== Exercise prompt ==
Reproduce every one of the following records word for word, without changing any line.
# start of Provided data
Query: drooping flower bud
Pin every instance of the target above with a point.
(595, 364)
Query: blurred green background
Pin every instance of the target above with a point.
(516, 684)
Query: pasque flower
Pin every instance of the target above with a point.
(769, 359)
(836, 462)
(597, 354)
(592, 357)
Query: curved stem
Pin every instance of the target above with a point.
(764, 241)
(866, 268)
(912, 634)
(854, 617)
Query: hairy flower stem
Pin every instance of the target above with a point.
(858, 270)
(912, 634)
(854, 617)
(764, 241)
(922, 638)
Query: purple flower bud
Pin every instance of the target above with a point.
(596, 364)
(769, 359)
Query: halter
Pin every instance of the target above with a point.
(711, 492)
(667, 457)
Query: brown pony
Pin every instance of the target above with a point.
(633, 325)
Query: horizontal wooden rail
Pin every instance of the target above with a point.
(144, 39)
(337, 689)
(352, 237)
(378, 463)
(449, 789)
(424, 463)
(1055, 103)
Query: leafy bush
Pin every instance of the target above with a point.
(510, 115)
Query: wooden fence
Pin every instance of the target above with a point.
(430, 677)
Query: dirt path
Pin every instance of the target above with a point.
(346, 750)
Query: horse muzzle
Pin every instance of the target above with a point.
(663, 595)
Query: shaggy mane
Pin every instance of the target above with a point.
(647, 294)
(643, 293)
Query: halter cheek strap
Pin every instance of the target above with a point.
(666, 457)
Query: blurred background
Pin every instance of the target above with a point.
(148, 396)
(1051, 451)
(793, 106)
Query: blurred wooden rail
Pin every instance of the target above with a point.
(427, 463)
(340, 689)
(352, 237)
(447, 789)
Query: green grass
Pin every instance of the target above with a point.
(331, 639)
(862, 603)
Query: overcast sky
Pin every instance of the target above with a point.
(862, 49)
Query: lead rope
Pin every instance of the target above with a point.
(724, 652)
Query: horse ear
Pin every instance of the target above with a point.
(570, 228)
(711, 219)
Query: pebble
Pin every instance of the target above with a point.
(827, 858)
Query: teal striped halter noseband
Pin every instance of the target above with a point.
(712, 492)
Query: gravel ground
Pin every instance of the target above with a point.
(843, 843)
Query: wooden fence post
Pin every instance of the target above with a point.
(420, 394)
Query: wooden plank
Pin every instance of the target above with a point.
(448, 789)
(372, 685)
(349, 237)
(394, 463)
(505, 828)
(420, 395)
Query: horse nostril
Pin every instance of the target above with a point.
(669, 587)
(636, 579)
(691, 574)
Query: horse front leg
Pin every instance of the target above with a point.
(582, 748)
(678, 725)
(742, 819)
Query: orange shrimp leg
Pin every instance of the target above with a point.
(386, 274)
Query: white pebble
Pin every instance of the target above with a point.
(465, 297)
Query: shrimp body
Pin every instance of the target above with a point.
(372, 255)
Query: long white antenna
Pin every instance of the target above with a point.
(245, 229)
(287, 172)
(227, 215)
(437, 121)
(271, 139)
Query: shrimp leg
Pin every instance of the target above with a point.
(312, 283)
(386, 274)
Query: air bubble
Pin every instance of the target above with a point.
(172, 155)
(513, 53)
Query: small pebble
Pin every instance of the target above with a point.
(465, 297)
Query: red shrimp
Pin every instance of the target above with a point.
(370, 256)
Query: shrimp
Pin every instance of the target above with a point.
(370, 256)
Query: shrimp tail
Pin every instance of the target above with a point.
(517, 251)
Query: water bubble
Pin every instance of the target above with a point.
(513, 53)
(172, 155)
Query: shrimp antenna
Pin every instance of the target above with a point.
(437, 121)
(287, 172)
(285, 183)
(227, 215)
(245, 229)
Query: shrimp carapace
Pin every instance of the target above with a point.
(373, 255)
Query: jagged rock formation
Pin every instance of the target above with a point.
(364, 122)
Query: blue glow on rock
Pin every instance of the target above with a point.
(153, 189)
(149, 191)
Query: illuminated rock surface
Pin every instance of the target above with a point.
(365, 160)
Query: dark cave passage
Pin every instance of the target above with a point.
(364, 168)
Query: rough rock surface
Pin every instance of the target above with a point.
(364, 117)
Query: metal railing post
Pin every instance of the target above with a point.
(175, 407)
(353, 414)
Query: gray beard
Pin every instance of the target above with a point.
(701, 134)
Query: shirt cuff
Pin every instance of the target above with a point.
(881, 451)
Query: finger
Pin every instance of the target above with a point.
# end of Provided data
== Complete response ==
Query: drooping flower bud
Pin every instance of the target above with a point.
(595, 364)
Query: blurred green background
Pin every instance of the target above with a point.
(516, 684)
Query: pasque flower
Pin every instance of the target above with a point.
(769, 359)
(836, 462)
(597, 354)
(592, 357)
Query: curved stem
Pin every instance of the target above with a point.
(764, 241)
(866, 268)
(912, 634)
(854, 617)
Query: hairy flower stem
Pin every instance of the target above with a point.
(858, 270)
(912, 634)
(854, 617)
(764, 241)
(922, 638)
Query: purple flower bud
Pin every instance of the target above with a point.
(596, 364)
(769, 359)
Query: halter
Pin every instance of the target above with a point.
(711, 492)
(667, 457)
Query: brown pony
Pin every instance of the target above with a point.
(633, 325)
Query: horizontal wooden rail
Pin every instance of the target above with a point.
(144, 39)
(337, 689)
(352, 237)
(378, 463)
(449, 789)
(424, 463)
(1055, 103)
Query: leafy bush
Pin every instance of the target above with a point.
(510, 115)
Query: wooden fence
Pin every instance of the target above with a point.
(430, 677)
Query: dirt path
Pin every instance of the target above with a point.
(346, 750)
Query: horse muzzle
Pin every instance of the target above with a point.
(663, 595)
Query: shaggy mane
Pin every instance of the target above with a point.
(647, 294)
(643, 293)
Query: halter cheek strap
Pin every instance of the target above with a point.
(666, 457)
Query: blurred background
Pin every instance of the target above with a point.
(148, 396)
(1051, 451)
(793, 106)
Query: blurred wooden rail
Pin every instance of the target above with a point.
(427, 463)
(340, 689)
(352, 237)
(447, 789)
Query: green grass
Pin every instance of the target above with a point.
(331, 639)
(862, 603)
Query: overcast sky
Pin every instance of the target above with a point.
(862, 49)
Query: lead rope
Pin every instance of the target above with a point.
(724, 652)
Query: horse ear
Pin every instance of the target above with a point.
(570, 228)
(711, 219)
Query: pebble
Pin every instance of the target above with a point.
(827, 858)
Query: teal striped halter noseband
Pin every instance of the target above with a point.
(712, 492)
Query: gravel ground
Pin every instance of the target above with a point.
(843, 843)
Query: wooden fence post
Pin every instance of the target above with a point.
(420, 394)
Query: wooden plank
Pin every instance of the target above with a point.
(448, 789)
(372, 685)
(349, 237)
(394, 463)
(505, 828)
(420, 395)
Query: horse nostril
Pin every instance of the target above with a point.
(669, 587)
(636, 579)
(691, 574)
Query: horse front leg
Pin every instance of the target above with a point.
(582, 748)
(678, 725)
(742, 819)
Query: orange shrimp leg
Pin every instance of the target above with a point.
(386, 274)
Query: white pebble
Pin every instance of the target above with a point.
(465, 297)
Query: shrimp body
Pin every instance of the target above with a point.
(372, 255)
Query: long white antenna
Pin every instance of the target above with a point.
(245, 229)
(287, 172)
(227, 215)
(437, 121)
(271, 139)
Query: shrimp leg
Pin every instance of the target above with a point.
(312, 283)
(386, 274)
Query: air bubble
Pin every instance of the target above with a point.
(172, 155)
(513, 53)
Query: small pebble
Pin every instance of the target above with a point.
(465, 297)
Query: red shrimp
Pin every instance of the target above with a point.
(370, 256)
Query: shrimp
Pin every instance of the target above with a point.
(370, 256)
Query: shrimp tail
Pin every instance of the target above with a point.
(517, 251)
Query: water bubble
Pin every instance of the target above with a point.
(513, 53)
(172, 155)
Query: shrimp antenna
Pin every instance of the target above with a point.
(437, 121)
(287, 172)
(285, 183)
(227, 215)
(245, 229)
Query: shrimp carapace
Pin every instance of the target above with a point.
(373, 255)
Query: jagged rock formation
Pin every instance of the target above with a point.
(364, 122)
Query: blue glow on rock
Pin every instance of the target above with a point.
(153, 189)
(149, 191)
Query: illuminated rock surface
Pin every instance of the target above with a point.
(365, 160)
Query: dark cave passage
Pin every instance of the target above with a point.
(364, 168)
Query: rough rock surface
Pin every instance of the target above with a point.
(364, 117)
Query: metal railing post
Pin every instance of the target above with a point.
(175, 407)
(353, 414)
Query: gray beard
Pin every instance of the target above with a point.
(701, 134)
Query: shirt cuff
Pin every instance of the target above with a point.
(881, 451)
Query: finger
Pin every instance of the target above with a point.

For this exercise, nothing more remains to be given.